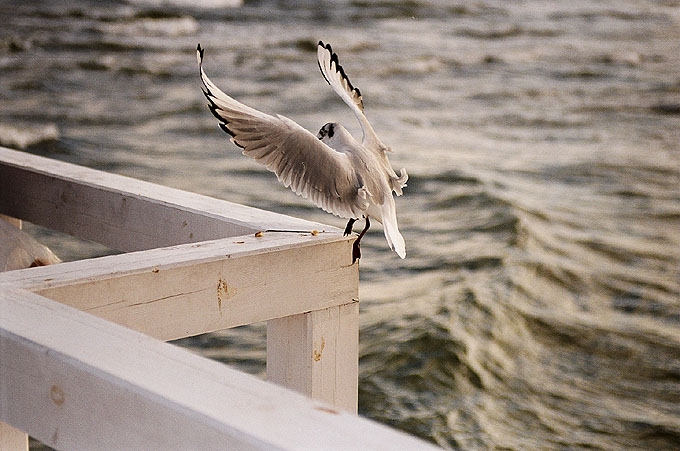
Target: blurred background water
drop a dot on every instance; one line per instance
(539, 306)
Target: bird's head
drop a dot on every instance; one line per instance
(334, 133)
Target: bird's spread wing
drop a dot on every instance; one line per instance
(335, 75)
(300, 161)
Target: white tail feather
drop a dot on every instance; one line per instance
(390, 227)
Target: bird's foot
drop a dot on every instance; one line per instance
(356, 251)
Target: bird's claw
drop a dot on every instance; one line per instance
(356, 252)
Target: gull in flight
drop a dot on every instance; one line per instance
(339, 174)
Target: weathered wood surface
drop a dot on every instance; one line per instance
(12, 439)
(120, 212)
(190, 289)
(78, 382)
(316, 353)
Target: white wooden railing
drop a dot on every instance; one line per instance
(82, 361)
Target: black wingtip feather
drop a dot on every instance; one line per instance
(339, 68)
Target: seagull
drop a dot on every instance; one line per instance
(339, 174)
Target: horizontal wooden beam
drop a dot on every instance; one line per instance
(74, 381)
(191, 289)
(121, 212)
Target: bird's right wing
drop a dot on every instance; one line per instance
(335, 75)
(300, 161)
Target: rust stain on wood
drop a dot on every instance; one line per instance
(224, 292)
(316, 355)
(57, 395)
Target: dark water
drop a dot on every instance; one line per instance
(539, 306)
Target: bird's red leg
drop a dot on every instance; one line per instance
(348, 227)
(356, 249)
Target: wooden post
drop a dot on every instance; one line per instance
(12, 439)
(316, 353)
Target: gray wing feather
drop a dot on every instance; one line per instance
(300, 161)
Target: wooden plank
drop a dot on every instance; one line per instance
(74, 381)
(12, 439)
(191, 289)
(120, 212)
(316, 353)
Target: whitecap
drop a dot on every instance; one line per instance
(21, 138)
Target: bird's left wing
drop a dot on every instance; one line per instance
(335, 75)
(300, 161)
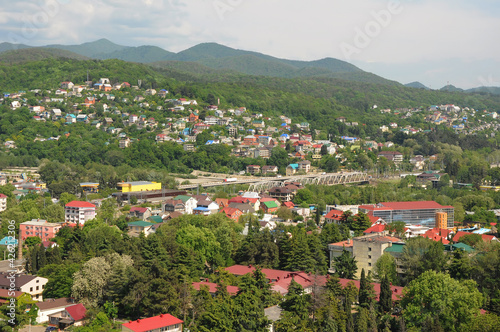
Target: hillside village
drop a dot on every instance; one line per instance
(254, 234)
(121, 110)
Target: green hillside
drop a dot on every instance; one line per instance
(416, 85)
(36, 54)
(142, 54)
(93, 49)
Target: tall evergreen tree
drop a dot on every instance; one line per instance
(345, 265)
(385, 298)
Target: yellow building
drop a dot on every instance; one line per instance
(127, 187)
(442, 220)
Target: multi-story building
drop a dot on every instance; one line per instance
(367, 249)
(39, 228)
(127, 187)
(413, 213)
(3, 202)
(32, 285)
(79, 212)
(163, 322)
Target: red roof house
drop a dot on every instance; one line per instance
(162, 322)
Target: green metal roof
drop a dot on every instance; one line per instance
(396, 248)
(155, 219)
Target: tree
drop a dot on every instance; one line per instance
(345, 265)
(429, 297)
(366, 293)
(460, 266)
(385, 297)
(422, 254)
(91, 281)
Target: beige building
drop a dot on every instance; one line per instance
(32, 285)
(366, 249)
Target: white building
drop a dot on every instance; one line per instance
(79, 212)
(32, 285)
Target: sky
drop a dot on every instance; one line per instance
(435, 42)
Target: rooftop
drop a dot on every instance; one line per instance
(152, 323)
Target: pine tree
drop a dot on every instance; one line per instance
(385, 299)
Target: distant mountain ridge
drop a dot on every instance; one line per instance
(219, 57)
(416, 85)
(206, 57)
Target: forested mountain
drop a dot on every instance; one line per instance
(416, 85)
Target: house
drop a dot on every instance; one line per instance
(72, 315)
(190, 203)
(394, 156)
(140, 212)
(138, 227)
(52, 306)
(70, 118)
(39, 228)
(292, 169)
(334, 216)
(253, 169)
(124, 143)
(304, 166)
(79, 212)
(243, 207)
(281, 193)
(33, 285)
(367, 249)
(134, 186)
(160, 323)
(174, 205)
(212, 207)
(269, 206)
(232, 213)
(269, 169)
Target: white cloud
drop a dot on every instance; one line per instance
(424, 30)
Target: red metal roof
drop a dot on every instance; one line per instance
(375, 229)
(415, 205)
(138, 209)
(77, 311)
(212, 287)
(334, 214)
(79, 204)
(151, 323)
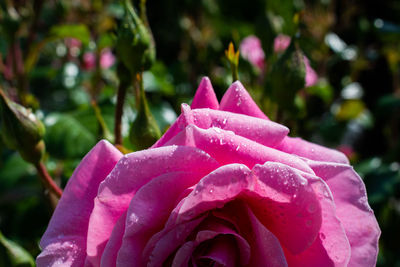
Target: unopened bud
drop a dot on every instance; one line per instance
(21, 130)
(287, 77)
(144, 131)
(135, 46)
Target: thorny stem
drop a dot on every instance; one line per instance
(122, 88)
(47, 180)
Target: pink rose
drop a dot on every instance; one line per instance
(251, 50)
(224, 186)
(281, 43)
(107, 59)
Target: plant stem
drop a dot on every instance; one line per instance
(234, 69)
(47, 180)
(122, 88)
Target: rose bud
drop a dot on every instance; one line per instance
(135, 46)
(224, 186)
(21, 130)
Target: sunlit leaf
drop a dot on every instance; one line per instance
(18, 256)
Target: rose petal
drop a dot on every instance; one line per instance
(205, 96)
(149, 210)
(227, 148)
(331, 248)
(236, 99)
(222, 251)
(265, 247)
(110, 253)
(169, 242)
(282, 200)
(210, 229)
(264, 132)
(353, 210)
(129, 175)
(67, 230)
(310, 150)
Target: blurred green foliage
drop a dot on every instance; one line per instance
(56, 58)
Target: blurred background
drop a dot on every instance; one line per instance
(336, 84)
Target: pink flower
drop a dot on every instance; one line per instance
(251, 50)
(89, 61)
(73, 43)
(223, 186)
(281, 43)
(107, 59)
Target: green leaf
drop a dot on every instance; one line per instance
(77, 31)
(67, 137)
(322, 89)
(18, 256)
(21, 129)
(287, 77)
(350, 109)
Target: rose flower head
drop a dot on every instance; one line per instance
(224, 186)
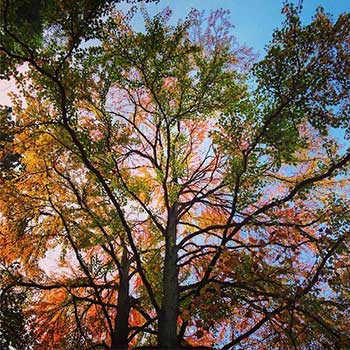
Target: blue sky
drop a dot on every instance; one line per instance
(254, 20)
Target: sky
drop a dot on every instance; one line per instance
(254, 20)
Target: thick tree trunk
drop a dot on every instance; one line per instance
(121, 328)
(167, 327)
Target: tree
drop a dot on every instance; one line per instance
(190, 206)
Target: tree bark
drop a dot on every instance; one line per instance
(121, 328)
(167, 324)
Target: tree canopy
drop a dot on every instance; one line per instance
(186, 194)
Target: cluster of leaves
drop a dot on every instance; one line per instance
(180, 205)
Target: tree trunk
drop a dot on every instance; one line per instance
(167, 326)
(121, 328)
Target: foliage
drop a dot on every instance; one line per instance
(181, 204)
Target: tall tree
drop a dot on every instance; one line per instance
(193, 199)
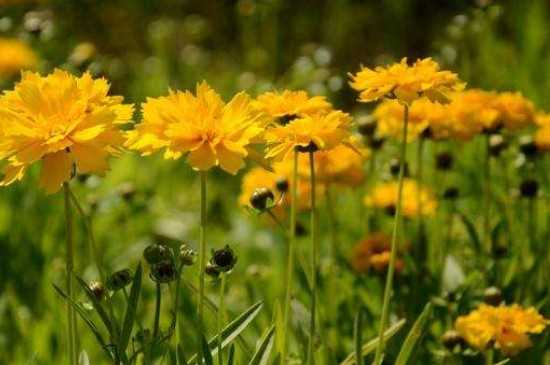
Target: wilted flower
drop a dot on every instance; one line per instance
(507, 326)
(373, 252)
(70, 124)
(315, 133)
(16, 56)
(288, 105)
(406, 83)
(202, 127)
(384, 196)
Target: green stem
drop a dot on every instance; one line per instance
(156, 324)
(314, 254)
(391, 267)
(290, 258)
(71, 317)
(202, 255)
(221, 317)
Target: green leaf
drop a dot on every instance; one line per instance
(206, 351)
(471, 229)
(91, 325)
(372, 344)
(261, 357)
(130, 316)
(98, 308)
(232, 330)
(414, 335)
(358, 326)
(231, 357)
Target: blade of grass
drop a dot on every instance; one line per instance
(414, 335)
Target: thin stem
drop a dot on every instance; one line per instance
(314, 254)
(69, 271)
(487, 197)
(202, 255)
(221, 317)
(396, 219)
(290, 259)
(156, 324)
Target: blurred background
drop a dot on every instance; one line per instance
(146, 47)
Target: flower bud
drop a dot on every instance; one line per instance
(394, 167)
(119, 279)
(452, 339)
(529, 188)
(97, 289)
(212, 270)
(444, 161)
(261, 199)
(451, 193)
(376, 143)
(163, 272)
(497, 144)
(282, 185)
(366, 125)
(187, 255)
(156, 253)
(527, 146)
(492, 296)
(224, 259)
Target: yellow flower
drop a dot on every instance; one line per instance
(317, 133)
(515, 110)
(406, 83)
(210, 132)
(67, 123)
(16, 56)
(507, 326)
(384, 196)
(288, 105)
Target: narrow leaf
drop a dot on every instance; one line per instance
(372, 344)
(414, 335)
(232, 330)
(261, 357)
(130, 316)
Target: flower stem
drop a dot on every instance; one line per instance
(221, 317)
(202, 254)
(396, 219)
(290, 258)
(69, 268)
(156, 324)
(314, 254)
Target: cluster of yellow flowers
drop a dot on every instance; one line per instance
(417, 200)
(507, 327)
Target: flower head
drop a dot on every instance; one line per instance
(67, 123)
(507, 326)
(288, 105)
(406, 83)
(202, 127)
(384, 196)
(16, 56)
(316, 133)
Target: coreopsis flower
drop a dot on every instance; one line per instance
(201, 126)
(508, 327)
(384, 196)
(288, 105)
(373, 252)
(311, 133)
(16, 56)
(406, 83)
(515, 111)
(69, 124)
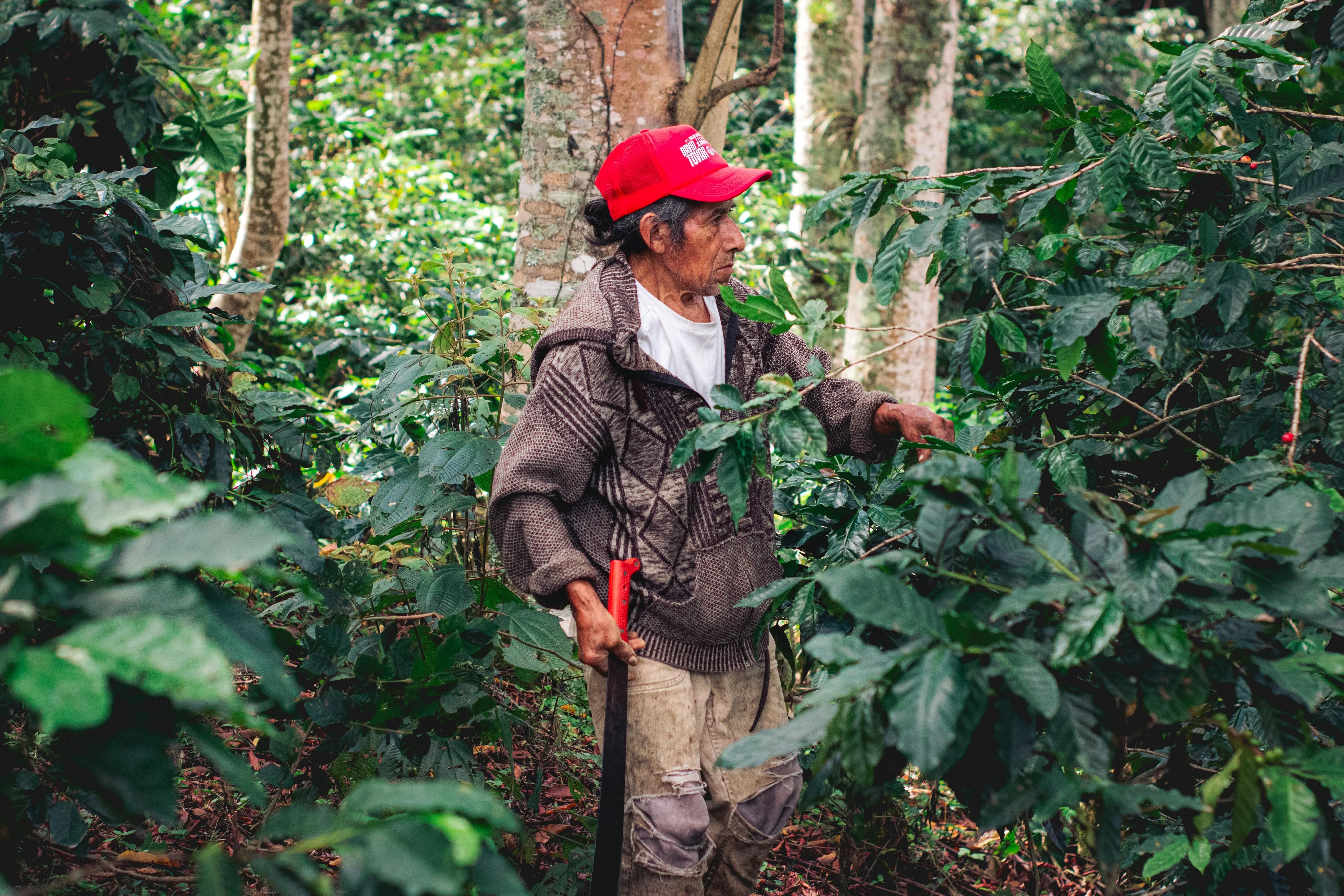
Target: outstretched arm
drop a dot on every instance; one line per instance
(865, 425)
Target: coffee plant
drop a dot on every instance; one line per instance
(1111, 605)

--- --- ---

• **Objective**
Repeat nothing but the lines from the one containing "Target: green stem" through the end of the entries, exactly, and skip the pictures.

• **Worked solution**
Target: green stem
drop a dot on every instance; one line per instance
(156, 324)
(314, 254)
(391, 267)
(290, 258)
(71, 317)
(202, 255)
(221, 317)
Target: green leaf
drop a dot on every instance; one line per instance
(206, 351)
(471, 229)
(91, 325)
(372, 344)
(261, 357)
(130, 316)
(98, 308)
(232, 330)
(414, 335)
(358, 326)
(231, 357)
Target: blade of grass
drop a dot on every instance; one line per instance
(414, 335)
Target: thin stem
drop a dot on every instance; one line per instance
(314, 254)
(69, 271)
(487, 197)
(202, 255)
(221, 317)
(396, 219)
(290, 259)
(156, 324)
Target: blurred background
drop a dot on every instance; one line per instance
(146, 47)
Target: flower bud
drop a dot on every instance; one line per instance
(394, 167)
(119, 279)
(452, 339)
(529, 188)
(97, 289)
(212, 270)
(444, 161)
(261, 199)
(451, 193)
(376, 143)
(163, 272)
(497, 144)
(282, 185)
(366, 125)
(187, 255)
(156, 253)
(527, 146)
(492, 296)
(224, 259)
Target: yellow flower
drop a dot on every instance; one line per instance
(317, 133)
(515, 110)
(406, 83)
(210, 132)
(67, 123)
(16, 56)
(507, 326)
(384, 196)
(288, 105)
Target: narrow leaf
drop a dot on every instance; one line per instance
(372, 344)
(414, 335)
(232, 330)
(261, 357)
(130, 316)
Target: flower stem
drop a dot on every instance; one line per instance
(221, 317)
(202, 254)
(396, 219)
(290, 258)
(69, 268)
(156, 324)
(314, 254)
Target: cluster of yellow flowers
drop a dot on every instance; one line per instance
(417, 200)
(507, 327)
Target: flower head
drop a dot on every instance; one line per instance
(67, 123)
(507, 326)
(288, 105)
(406, 83)
(202, 127)
(384, 196)
(16, 56)
(316, 133)
Target: coreopsis flower
drop a dot on every instance; one line per instance
(201, 126)
(508, 327)
(384, 196)
(288, 105)
(373, 252)
(311, 133)
(16, 56)
(406, 83)
(515, 111)
(69, 124)
Target: outstretched arm
drop a dot on every instance; one line per instance
(865, 425)
Target: coffee plant
drop a dot on every instance; one line per instance
(1111, 605)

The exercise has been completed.